# Excerpted text:
┌──

# Odin's first AAC trial (video!)



## KristiM (Oct 18, 2011)

http://www.youtube.com/watch?v=ZpbPiMkMo5A&feature=youtu.be

We had a lot of fun, I really like the AAC courses and environment (it's a lot more exciting than NADAC.) We had some good stuff and some bad stuff, he kept *most* of the bars up which was my main goal for the weekend. But we still have a lot of work to do on jumping, he has a really hard time collecting enough for the 26" jumps on straightaways that are only 15' apart! (I'm sure it is going to take a year before we get a jumpers Q!) He also "came in" to me a lot which he has never done before and is a huge pet peeve of mine! However I KNOW it was because I was hndling differently than normal (babysitting the jumps.) Moral of the story, we had fun but we have a lot of work to do!!! (I also learned that I. Have. To. Be. Faster!!)


----------



## MaggieRoseLee (Aug 17, 2001)

Great job on the videos and all your runs! I thought you both looked great. The MOST important thing when starting out trialing is to make sure your dog is still having a blast and wanting to be out there with you doing 'agility' . And I saw that on all the runs.

I would be aware and work on the jumping (knocked bars) but not overly. Some of it seems to be the handler focus and timing issues that experience and more trials help smooth out.

I would be more concerned about the contacts, because when those break down at trials they are almost impossible to fix.

└──

# Task set:
(a) Decide whether each statement below agrees with the agility thread. Answer yes or no for each, quoting the exact words of the thread that decide it.
(i) Keeping most of the bars up was the first poster's main goal for the weekend.
(ii) The 26" jumps on straightaways were set 20' apart.
(iii) The reply says contacts that break down at trials are easy to fix.
(b) Reproduce the part of the agility thread starting with "Great job on" and going on through "help smooth out.".

# Records shown:
┌──

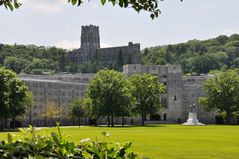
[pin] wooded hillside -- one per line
(197, 56)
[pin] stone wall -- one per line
(90, 48)
(180, 93)
(57, 90)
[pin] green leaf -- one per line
(103, 2)
(9, 138)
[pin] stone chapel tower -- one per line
(90, 37)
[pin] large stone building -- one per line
(58, 90)
(181, 92)
(90, 48)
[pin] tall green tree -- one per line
(18, 98)
(13, 96)
(80, 108)
(110, 95)
(147, 91)
(222, 93)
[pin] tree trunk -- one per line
(229, 117)
(123, 122)
(1, 122)
(142, 119)
(13, 123)
(45, 121)
(30, 117)
(79, 121)
(86, 123)
(108, 120)
(112, 119)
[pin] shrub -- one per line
(56, 145)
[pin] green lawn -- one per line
(167, 141)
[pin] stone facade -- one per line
(180, 92)
(90, 48)
(57, 89)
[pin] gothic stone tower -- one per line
(90, 37)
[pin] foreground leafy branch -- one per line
(150, 6)
(56, 145)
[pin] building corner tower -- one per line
(90, 37)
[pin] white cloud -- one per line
(105, 45)
(67, 44)
(45, 6)
(229, 32)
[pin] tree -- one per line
(120, 61)
(146, 90)
(5, 76)
(80, 108)
(110, 95)
(18, 98)
(222, 93)
(14, 96)
(150, 6)
(52, 112)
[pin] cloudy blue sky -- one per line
(57, 23)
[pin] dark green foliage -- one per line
(110, 94)
(80, 108)
(222, 93)
(197, 56)
(14, 96)
(56, 145)
(150, 6)
(146, 91)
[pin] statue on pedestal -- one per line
(192, 117)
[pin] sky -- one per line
(57, 23)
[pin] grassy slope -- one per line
(168, 141)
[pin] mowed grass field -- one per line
(165, 141)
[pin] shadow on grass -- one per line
(9, 130)
(131, 126)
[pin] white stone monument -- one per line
(192, 117)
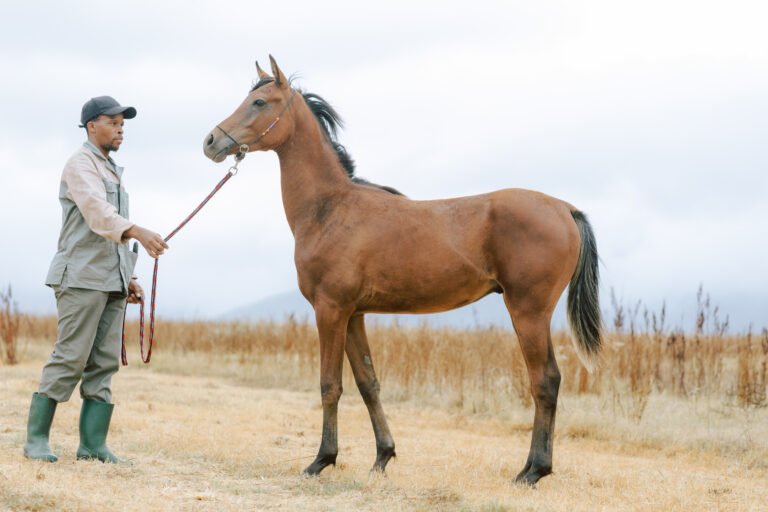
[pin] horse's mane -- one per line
(330, 121)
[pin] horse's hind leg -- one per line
(533, 332)
(362, 367)
(332, 329)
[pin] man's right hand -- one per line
(151, 241)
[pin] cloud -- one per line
(647, 116)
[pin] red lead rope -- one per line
(231, 172)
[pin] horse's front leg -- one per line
(332, 328)
(359, 356)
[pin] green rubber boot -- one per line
(41, 413)
(94, 425)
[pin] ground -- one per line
(215, 443)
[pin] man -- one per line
(92, 276)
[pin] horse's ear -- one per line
(280, 79)
(262, 74)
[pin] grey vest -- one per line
(85, 259)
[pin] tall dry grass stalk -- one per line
(10, 322)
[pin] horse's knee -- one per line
(330, 393)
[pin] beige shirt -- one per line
(84, 175)
(92, 253)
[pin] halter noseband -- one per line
(245, 148)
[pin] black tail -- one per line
(583, 296)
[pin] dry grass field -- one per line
(227, 415)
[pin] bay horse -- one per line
(363, 248)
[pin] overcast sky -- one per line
(649, 116)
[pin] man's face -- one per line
(106, 132)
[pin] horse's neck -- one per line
(310, 171)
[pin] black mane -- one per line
(331, 121)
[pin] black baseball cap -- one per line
(106, 105)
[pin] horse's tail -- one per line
(583, 300)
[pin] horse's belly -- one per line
(430, 293)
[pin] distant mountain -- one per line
(487, 312)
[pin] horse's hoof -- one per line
(320, 463)
(382, 459)
(529, 477)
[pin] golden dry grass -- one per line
(227, 415)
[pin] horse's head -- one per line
(261, 122)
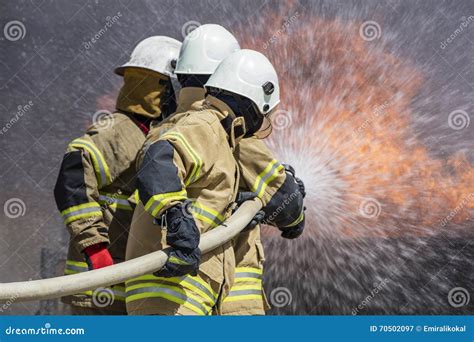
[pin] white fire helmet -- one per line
(204, 48)
(157, 53)
(250, 74)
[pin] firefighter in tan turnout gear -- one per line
(97, 175)
(260, 173)
(146, 294)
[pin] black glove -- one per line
(291, 170)
(183, 236)
(293, 232)
(243, 196)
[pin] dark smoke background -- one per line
(54, 78)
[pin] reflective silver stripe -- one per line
(248, 275)
(81, 211)
(110, 200)
(77, 268)
(244, 292)
(201, 287)
(168, 292)
(263, 179)
(119, 293)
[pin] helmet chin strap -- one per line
(169, 101)
(242, 107)
(190, 80)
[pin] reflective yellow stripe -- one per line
(271, 171)
(194, 175)
(157, 202)
(77, 212)
(246, 287)
(247, 280)
(115, 201)
(248, 269)
(295, 222)
(182, 296)
(185, 281)
(243, 297)
(101, 168)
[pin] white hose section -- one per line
(71, 284)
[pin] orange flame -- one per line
(350, 102)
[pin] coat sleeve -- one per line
(180, 157)
(83, 171)
(266, 176)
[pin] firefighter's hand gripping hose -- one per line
(76, 283)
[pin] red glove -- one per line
(97, 256)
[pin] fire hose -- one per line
(71, 284)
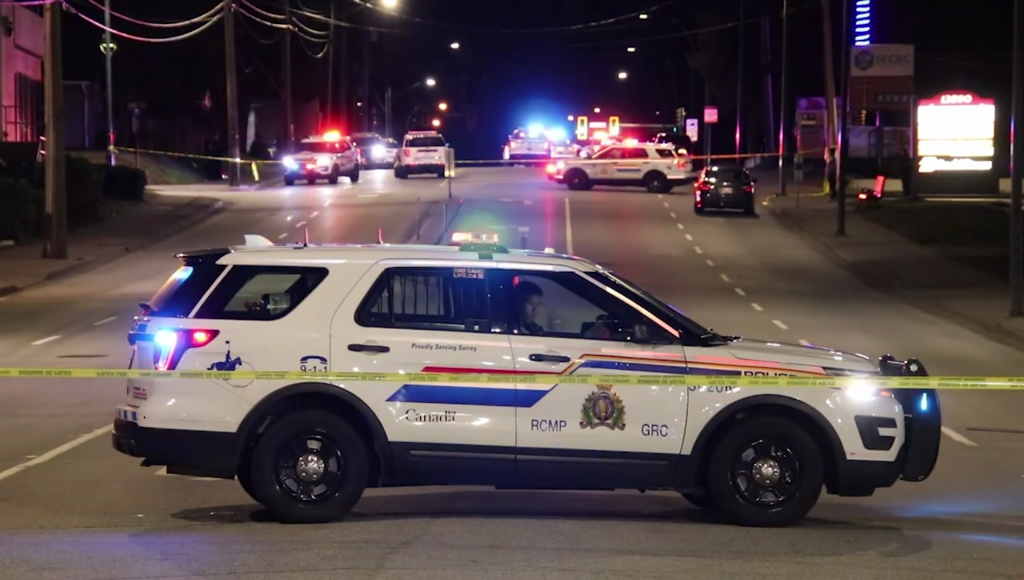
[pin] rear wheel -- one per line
(577, 180)
(309, 466)
(766, 471)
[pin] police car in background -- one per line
(306, 448)
(422, 152)
(658, 168)
(327, 157)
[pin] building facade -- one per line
(22, 45)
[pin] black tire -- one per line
(656, 182)
(340, 447)
(577, 180)
(775, 461)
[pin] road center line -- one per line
(54, 452)
(45, 340)
(957, 438)
(568, 229)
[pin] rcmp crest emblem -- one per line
(603, 409)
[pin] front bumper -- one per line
(206, 454)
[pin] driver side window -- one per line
(565, 305)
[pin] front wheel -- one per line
(766, 472)
(309, 466)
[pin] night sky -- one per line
(514, 73)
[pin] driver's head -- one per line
(528, 297)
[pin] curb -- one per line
(993, 331)
(85, 264)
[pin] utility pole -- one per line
(108, 49)
(843, 138)
(230, 71)
(287, 72)
(782, 97)
(739, 78)
(1017, 170)
(830, 117)
(330, 68)
(56, 200)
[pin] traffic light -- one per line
(583, 130)
(613, 126)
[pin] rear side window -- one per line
(183, 289)
(432, 298)
(260, 293)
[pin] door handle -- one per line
(369, 348)
(549, 359)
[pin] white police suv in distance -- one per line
(655, 167)
(330, 157)
(422, 152)
(306, 449)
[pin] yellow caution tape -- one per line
(788, 381)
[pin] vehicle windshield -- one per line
(425, 141)
(318, 147)
(664, 309)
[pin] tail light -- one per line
(170, 345)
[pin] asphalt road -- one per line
(71, 507)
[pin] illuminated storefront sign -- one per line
(955, 132)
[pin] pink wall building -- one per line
(22, 43)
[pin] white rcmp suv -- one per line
(306, 449)
(658, 168)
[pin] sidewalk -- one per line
(895, 265)
(135, 228)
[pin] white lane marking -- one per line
(54, 452)
(957, 438)
(568, 229)
(45, 340)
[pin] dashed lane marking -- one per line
(957, 438)
(54, 452)
(45, 340)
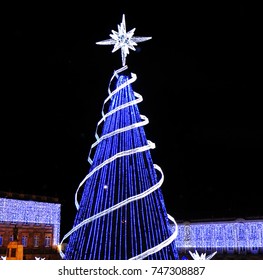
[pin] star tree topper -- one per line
(123, 40)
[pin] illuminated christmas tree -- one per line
(121, 214)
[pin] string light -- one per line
(27, 211)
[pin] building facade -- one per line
(37, 221)
(231, 239)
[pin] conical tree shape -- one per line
(121, 213)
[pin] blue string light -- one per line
(121, 213)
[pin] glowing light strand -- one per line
(150, 145)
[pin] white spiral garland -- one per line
(150, 145)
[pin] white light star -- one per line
(123, 40)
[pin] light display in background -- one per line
(227, 236)
(27, 211)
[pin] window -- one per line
(13, 252)
(47, 241)
(36, 240)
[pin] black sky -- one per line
(197, 77)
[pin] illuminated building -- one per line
(37, 219)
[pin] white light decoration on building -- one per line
(27, 211)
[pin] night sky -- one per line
(197, 76)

└──

# Expected outputs:
(a)
(i) Yes: "he kept *most* of the bars up which was my main goal for the weekend"
(ii) No: "the 26" jumps on straightaways that are only 15' apart"
(iii) No: "when those break down at trials they are almost impossible to fix"

(b)
Great job on the videos and all your runs! I thought you both looked great. The MOST important thing when starting out trialing is to make sure your dog is still having a blast and wanting to be out there with you doing 'agility' . And I saw that on all the runs.

I would be aware and work on the jumping (knocked bars) but not overly. Some of it seems to be the handler focus and timing issues that experience and more trials help smooth out.